### EXERCISE GOAL:
Line by line, copy out the data below exactly.

### RAW DATA:
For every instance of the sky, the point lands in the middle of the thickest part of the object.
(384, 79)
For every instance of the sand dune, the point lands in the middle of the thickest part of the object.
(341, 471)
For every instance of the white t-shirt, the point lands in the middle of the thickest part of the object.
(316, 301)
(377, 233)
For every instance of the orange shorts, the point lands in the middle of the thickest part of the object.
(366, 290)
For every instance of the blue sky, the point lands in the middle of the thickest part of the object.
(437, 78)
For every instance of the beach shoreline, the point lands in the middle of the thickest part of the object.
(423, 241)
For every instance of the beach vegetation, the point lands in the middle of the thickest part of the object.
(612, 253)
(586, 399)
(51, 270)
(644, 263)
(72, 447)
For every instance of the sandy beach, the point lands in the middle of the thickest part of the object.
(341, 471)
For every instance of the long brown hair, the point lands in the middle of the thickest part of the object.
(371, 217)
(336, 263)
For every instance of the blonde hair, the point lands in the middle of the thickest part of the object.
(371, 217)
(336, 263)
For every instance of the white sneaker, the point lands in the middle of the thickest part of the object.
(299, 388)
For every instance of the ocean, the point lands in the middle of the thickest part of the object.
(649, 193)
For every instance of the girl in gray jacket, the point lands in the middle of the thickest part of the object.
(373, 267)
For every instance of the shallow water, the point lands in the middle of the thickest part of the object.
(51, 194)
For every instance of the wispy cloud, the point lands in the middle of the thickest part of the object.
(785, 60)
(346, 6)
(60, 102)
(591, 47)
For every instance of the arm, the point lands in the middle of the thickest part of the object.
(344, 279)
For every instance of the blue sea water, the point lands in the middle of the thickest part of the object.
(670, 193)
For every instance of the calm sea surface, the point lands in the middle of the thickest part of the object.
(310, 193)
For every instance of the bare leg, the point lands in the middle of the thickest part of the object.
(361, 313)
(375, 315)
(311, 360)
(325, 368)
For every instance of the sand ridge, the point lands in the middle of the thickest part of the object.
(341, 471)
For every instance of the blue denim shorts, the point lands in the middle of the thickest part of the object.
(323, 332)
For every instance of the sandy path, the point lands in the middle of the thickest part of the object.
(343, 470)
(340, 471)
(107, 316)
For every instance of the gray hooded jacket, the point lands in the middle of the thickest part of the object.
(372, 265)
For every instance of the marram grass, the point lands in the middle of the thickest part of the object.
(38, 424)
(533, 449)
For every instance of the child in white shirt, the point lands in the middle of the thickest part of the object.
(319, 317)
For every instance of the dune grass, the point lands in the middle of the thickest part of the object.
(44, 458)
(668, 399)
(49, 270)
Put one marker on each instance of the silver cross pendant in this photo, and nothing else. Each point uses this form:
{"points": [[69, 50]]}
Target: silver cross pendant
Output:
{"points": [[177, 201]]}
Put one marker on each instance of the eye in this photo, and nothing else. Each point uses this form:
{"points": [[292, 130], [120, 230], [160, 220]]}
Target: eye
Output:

### ANSWER SECTION:
For every instance of the sky, the point lands in the middle of the thickest part of the object.
(384, 79)
For every instance of the sand dune, the point lands in the middle of the thickest part of the object.
(341, 471)
For every instance of the white t-shirt, the point lands in the middle of the thickest part of the object.
(316, 301)
(377, 233)
For every instance of the orange shorts, the point lands in the middle of the thickest part of the object.
(366, 290)
For every instance of the blue sky, the point lands in the middle of the thickest part of the object.
(437, 78)
For every instance of the beach shoreline, the point lands in the middle of the thickest part of the object.
(423, 241)
For every instance of the beach vegetation, the point lands in the middle of the thickest part of the object.
(612, 253)
(586, 399)
(51, 270)
(644, 263)
(72, 447)
For every instance of the sandy beach, the point lands in the middle of the thickest part of the object.
(341, 471)
For every instance of the long brown hair, the point lands in the middle of the thickest part of the object.
(371, 217)
(336, 263)
For every instance of the blonde hair, the point lands in the middle of the thickest part of the object.
(371, 217)
(336, 263)
For every instance of the white sneaker, the point lands in the middle of the thickest part of the object.
(299, 388)
For every instance of the ocean, the point lands in the middle of the thickest part of the object.
(649, 193)
For every instance of the girl in gray jacket, the point lands in the middle of the thickest part of the object.
(373, 267)
For every instance of the shallow water, the point lands in the middle of the thickest part of the object.
(51, 194)
For every instance of the wispy cloud, the point lands in the middle of the thickest part of the object.
(785, 60)
(346, 6)
(60, 102)
(591, 47)
For every instance of the arm, the point lands in the middle of the thickest part of the object.
(344, 279)
For every instance of the blue sea water, the point lands in the middle of the thickest part of the object.
(670, 193)
For every instance of the calm sea surface, the point lands in the middle of the thickest part of the object.
(310, 193)
For every instance of the bare leg, the point lands in the middle of the thickest part of the object.
(361, 313)
(375, 315)
(311, 360)
(325, 368)
For every instance of the sand ridge, the point lands in the middle of the thickest part of the object.
(341, 471)
For every instance of the blue denim shorts, the point lands in the middle of the thickest part of the object.
(323, 332)
For every instance of the sandy path, the point lands in the middle of the thickest part of the object.
(343, 470)
(340, 471)
(107, 316)
For every instance of the gray hooded jacket, the point lands in the middle of the thickest part of the object.
(372, 265)
For every instance of the marram grass, the point lands in the middle of the thickest part of the object.
(38, 424)
(533, 449)
For every instance of the child in white shirt, the point lands in the middle of the thickest part of the object.
(319, 317)
For every instance of the dune grass, the point lands in the middle of the thickest part of the object.
(44, 458)
(668, 399)
(49, 270)
Put one marker on each instance of the silver cross pendant in this photo, and nothing else. Each point uses this form:
{"points": [[69, 50]]}
Target: silver cross pendant
Output:
{"points": [[177, 201]]}
Put one marker on each instance of the eye in this photo, and nothing else. Each point uses this form:
{"points": [[292, 130], [120, 230], [160, 220]]}
Target: eye
Output:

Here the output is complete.